■ Task: Write out the whole listing again, exactly.

○ ○ ○ ○ ○ ○ ○

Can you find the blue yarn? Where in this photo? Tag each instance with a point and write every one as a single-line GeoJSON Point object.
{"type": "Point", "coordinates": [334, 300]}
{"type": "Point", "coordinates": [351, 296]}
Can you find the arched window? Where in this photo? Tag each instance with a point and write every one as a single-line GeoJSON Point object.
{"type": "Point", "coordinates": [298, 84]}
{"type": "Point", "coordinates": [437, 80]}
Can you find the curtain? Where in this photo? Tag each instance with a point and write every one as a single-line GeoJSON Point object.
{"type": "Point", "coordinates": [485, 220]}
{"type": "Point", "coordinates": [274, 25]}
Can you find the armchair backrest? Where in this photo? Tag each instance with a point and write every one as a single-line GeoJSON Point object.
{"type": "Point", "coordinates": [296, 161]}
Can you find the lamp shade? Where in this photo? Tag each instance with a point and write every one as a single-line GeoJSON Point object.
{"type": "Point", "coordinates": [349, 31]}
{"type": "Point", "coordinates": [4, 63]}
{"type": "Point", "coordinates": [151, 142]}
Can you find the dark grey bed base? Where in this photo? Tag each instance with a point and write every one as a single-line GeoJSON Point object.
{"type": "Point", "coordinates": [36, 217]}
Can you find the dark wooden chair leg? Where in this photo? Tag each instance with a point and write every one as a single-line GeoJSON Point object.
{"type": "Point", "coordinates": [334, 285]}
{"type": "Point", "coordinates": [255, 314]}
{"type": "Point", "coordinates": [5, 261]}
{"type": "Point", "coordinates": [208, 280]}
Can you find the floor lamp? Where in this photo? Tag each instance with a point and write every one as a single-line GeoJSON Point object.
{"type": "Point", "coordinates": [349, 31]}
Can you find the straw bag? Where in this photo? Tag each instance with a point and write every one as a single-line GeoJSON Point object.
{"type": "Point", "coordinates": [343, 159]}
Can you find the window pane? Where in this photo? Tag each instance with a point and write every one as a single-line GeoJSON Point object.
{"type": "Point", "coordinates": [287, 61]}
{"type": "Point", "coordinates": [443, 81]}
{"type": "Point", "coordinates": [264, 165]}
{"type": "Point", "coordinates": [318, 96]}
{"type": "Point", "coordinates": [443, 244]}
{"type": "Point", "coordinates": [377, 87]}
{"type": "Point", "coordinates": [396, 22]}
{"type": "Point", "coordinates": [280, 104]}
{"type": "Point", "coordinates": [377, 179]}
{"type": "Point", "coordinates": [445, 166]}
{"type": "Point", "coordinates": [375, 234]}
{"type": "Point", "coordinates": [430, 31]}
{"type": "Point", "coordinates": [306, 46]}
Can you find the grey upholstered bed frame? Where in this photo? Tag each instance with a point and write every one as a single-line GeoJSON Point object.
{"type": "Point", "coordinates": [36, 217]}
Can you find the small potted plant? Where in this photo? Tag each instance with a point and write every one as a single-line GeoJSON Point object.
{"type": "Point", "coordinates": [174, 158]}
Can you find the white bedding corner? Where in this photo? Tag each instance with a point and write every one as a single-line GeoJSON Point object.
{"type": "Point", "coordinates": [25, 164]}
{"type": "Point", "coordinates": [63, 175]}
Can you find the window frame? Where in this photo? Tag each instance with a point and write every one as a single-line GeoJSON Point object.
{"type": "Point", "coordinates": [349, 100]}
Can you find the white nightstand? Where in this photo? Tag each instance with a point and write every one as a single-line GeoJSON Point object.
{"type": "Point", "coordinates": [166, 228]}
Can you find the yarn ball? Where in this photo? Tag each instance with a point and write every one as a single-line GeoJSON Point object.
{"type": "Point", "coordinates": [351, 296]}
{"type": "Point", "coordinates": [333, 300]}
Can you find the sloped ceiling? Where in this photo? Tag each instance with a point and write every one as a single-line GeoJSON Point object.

○ ○ ○ ○ ○ ○ ○

■ Exercise response:
Can you find the blue yarn? Where in this photo? Tag each instance with a point and write every one as a single-line GeoJSON Point object.
{"type": "Point", "coordinates": [334, 300]}
{"type": "Point", "coordinates": [351, 296]}
Can you find the arched window? Where in this photo? Tag each instance with a point and write every one as a single-line GeoJSON Point object.
{"type": "Point", "coordinates": [298, 84]}
{"type": "Point", "coordinates": [437, 80]}
Can you find the curtain? Where in this photo? Tag each instance with a point and write every one as a single-line GeoJSON Point object.
{"type": "Point", "coordinates": [485, 220]}
{"type": "Point", "coordinates": [274, 25]}
Can you find the armchair backrest? Where in this photo? Tag each instance with a point and write every one as a single-line GeoJSON Point object.
{"type": "Point", "coordinates": [296, 161]}
Can you find the lamp shade? Where in this photo? Tag each instance with a point and write every one as a single-line GeoJSON Point object.
{"type": "Point", "coordinates": [349, 31]}
{"type": "Point", "coordinates": [4, 63]}
{"type": "Point", "coordinates": [151, 142]}
Can you find the dark grey bed base? Where in this photo? Tag each instance with a point and write every one as a single-line GeoJSON Point object.
{"type": "Point", "coordinates": [36, 217]}
Can you find the dark wooden chair leg? Where in this photo? Tag each instance with a point and write every one as a single-line GeoJSON Point object.
{"type": "Point", "coordinates": [334, 285]}
{"type": "Point", "coordinates": [255, 314]}
{"type": "Point", "coordinates": [5, 261]}
{"type": "Point", "coordinates": [208, 280]}
Can you find the floor lamp? Where in this photo? Tag each instance with a point and write every one as a single-line GeoJSON Point object.
{"type": "Point", "coordinates": [349, 31]}
Can you find the straw bag? Where in this photo? Tag each instance with a point and write every one as a single-line GeoJSON Point object.
{"type": "Point", "coordinates": [343, 159]}
Can you find the window pane? Where in this photo? Tag each instance with a point and write every one as a single-line GeoJSON Point object.
{"type": "Point", "coordinates": [287, 61]}
{"type": "Point", "coordinates": [443, 81]}
{"type": "Point", "coordinates": [264, 165]}
{"type": "Point", "coordinates": [318, 96]}
{"type": "Point", "coordinates": [443, 244]}
{"type": "Point", "coordinates": [377, 87]}
{"type": "Point", "coordinates": [396, 22]}
{"type": "Point", "coordinates": [280, 104]}
{"type": "Point", "coordinates": [377, 179]}
{"type": "Point", "coordinates": [445, 166]}
{"type": "Point", "coordinates": [375, 234]}
{"type": "Point", "coordinates": [430, 31]}
{"type": "Point", "coordinates": [306, 46]}
Can you find the grey upholstered bed frame? Where in this photo? Tag each instance with a point and write every one as a single-line GeoJSON Point object.
{"type": "Point", "coordinates": [36, 217]}
Can you find the small potted plant? Where in this photo? Tag each instance with a point and write every one as a single-line GeoJSON Point object.
{"type": "Point", "coordinates": [174, 158]}
Can you find the white bedding corner? Where in this photo? Tag each instance with a point and write every one as a single-line GeoJSON Point object.
{"type": "Point", "coordinates": [25, 164]}
{"type": "Point", "coordinates": [63, 175]}
Can you find the window frame? Where in this photo? Tag each instance with a point and write every one as a single-line GeoJSON Point object.
{"type": "Point", "coordinates": [349, 100]}
Can you find the white nightstand? Where in this photo? Tag each instance with a point and write every one as a single-line GeoJSON Point object.
{"type": "Point", "coordinates": [166, 228]}
Can you find the yarn ball? Where in this photo? Tag each instance with a point and write every one as a single-line GeoJSON Point object.
{"type": "Point", "coordinates": [351, 296]}
{"type": "Point", "coordinates": [333, 300]}
Can you find the sloped ceiling? Where in this photo? Tag each instance with a point and write every one as a single-line GeoJSON Point object.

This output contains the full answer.